ABOUT THIS TASK: Each line of the material below that holds the word "eyelashes" needs to be copied.
··· AVAILABLE RECORDS ···
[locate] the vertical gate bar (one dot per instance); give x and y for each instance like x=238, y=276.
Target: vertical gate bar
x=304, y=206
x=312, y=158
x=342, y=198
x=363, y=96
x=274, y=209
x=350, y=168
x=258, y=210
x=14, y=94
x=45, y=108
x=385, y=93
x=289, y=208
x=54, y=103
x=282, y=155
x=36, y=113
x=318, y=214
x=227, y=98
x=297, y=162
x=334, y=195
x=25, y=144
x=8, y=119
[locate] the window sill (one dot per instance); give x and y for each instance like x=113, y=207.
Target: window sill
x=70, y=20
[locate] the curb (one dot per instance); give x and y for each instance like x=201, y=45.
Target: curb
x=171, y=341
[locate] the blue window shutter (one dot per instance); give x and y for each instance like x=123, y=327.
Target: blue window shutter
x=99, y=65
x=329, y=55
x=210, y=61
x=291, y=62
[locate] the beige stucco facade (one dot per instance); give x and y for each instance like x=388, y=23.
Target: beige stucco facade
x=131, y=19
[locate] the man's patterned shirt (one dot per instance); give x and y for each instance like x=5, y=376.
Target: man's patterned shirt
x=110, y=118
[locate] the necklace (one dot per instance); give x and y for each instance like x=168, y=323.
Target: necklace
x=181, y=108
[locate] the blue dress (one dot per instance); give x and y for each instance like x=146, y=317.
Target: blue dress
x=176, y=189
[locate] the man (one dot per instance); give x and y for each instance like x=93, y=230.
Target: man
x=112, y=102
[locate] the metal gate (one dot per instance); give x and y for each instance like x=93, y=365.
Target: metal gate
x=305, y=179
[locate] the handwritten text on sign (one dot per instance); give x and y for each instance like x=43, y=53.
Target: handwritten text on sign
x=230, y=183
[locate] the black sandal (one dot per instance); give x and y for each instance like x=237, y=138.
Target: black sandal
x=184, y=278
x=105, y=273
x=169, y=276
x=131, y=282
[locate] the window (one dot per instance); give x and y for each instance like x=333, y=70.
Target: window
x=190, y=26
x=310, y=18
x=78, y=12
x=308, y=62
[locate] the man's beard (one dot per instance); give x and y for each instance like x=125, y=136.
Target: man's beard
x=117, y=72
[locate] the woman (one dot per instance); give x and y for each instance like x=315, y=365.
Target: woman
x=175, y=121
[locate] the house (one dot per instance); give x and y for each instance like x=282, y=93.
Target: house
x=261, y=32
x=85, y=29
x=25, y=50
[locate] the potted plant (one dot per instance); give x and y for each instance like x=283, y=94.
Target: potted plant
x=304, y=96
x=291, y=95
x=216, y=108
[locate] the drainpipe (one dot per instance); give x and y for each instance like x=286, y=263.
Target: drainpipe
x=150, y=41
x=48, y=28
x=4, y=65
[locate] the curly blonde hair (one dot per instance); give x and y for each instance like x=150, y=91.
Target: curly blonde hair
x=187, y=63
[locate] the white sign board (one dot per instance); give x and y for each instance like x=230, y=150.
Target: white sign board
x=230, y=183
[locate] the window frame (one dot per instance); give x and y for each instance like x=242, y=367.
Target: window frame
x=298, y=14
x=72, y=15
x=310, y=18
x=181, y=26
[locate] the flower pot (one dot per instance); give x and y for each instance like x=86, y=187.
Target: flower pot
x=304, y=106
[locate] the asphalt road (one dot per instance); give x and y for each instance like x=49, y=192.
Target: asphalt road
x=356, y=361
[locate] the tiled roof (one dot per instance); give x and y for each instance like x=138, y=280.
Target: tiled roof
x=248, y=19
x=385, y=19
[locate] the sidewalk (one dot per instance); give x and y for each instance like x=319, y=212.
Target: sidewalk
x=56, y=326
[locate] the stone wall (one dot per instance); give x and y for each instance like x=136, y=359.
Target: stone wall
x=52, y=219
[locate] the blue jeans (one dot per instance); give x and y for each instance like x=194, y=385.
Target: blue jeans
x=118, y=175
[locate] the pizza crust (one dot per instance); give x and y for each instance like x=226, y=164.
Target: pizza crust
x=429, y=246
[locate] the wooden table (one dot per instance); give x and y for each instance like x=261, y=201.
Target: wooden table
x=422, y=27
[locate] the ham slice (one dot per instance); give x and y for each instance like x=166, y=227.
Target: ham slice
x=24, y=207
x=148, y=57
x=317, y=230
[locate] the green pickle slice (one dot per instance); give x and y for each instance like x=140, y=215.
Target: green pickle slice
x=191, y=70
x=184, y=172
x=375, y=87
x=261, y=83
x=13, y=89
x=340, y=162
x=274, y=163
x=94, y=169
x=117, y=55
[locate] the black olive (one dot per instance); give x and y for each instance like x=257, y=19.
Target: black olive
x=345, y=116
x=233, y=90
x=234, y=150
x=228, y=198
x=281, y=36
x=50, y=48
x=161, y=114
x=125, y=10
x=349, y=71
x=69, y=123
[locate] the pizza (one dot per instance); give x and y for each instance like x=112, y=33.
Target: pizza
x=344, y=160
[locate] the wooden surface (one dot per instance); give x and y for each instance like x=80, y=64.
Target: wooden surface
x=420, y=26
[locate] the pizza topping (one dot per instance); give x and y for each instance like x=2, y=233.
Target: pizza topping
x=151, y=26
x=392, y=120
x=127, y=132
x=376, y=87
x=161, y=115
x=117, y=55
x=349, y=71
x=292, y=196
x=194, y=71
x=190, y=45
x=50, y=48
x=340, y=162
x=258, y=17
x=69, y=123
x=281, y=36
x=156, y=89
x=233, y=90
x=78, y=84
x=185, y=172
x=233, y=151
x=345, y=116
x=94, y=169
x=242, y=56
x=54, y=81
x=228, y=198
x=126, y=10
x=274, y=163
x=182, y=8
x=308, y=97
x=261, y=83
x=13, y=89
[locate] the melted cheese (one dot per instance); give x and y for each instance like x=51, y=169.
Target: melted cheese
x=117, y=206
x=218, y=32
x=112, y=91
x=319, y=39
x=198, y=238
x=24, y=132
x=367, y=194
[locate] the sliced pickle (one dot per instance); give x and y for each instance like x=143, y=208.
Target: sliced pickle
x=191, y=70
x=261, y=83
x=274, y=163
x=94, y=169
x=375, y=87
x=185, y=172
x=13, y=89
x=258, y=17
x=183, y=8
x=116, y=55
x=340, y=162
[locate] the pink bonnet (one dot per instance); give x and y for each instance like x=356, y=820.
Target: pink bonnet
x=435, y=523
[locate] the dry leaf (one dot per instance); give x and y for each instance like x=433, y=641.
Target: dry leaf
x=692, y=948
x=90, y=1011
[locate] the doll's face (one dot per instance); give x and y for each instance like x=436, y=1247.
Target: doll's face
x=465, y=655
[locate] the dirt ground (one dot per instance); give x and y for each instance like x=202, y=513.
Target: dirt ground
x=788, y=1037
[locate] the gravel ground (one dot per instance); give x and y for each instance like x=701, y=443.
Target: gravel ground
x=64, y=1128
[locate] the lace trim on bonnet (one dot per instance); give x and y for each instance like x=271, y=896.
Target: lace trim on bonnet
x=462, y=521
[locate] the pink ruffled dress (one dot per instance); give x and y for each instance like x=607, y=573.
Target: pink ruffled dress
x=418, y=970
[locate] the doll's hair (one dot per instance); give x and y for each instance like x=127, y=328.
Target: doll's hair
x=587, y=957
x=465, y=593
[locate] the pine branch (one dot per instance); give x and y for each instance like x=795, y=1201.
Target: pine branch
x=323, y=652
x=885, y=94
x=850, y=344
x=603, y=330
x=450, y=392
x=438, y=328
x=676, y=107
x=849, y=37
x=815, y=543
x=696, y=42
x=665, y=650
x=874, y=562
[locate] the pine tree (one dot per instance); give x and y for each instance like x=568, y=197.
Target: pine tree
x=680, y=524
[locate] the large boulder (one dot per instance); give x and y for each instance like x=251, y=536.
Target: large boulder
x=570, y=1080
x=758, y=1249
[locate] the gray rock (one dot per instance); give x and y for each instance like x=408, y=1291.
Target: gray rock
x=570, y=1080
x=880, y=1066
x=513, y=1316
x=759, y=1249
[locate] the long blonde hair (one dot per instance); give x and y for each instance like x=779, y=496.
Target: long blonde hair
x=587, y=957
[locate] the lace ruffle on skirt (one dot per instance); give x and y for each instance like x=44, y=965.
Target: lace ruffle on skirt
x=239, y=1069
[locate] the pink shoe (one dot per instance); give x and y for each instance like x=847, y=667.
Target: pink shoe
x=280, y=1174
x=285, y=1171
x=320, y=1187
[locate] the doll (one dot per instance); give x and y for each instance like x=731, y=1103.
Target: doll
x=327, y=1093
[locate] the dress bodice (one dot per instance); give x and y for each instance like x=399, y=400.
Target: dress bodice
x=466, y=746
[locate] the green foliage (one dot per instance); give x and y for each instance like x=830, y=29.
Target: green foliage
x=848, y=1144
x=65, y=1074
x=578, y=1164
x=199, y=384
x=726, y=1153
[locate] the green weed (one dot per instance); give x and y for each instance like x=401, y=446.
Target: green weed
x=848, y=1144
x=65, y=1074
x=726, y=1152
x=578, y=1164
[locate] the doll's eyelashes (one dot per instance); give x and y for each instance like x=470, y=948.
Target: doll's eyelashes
···
REPLY:
[locate] the doll's eyelashes (one dot per instance); give x and y for each instance like x=470, y=948.
Target: doll's eyelashes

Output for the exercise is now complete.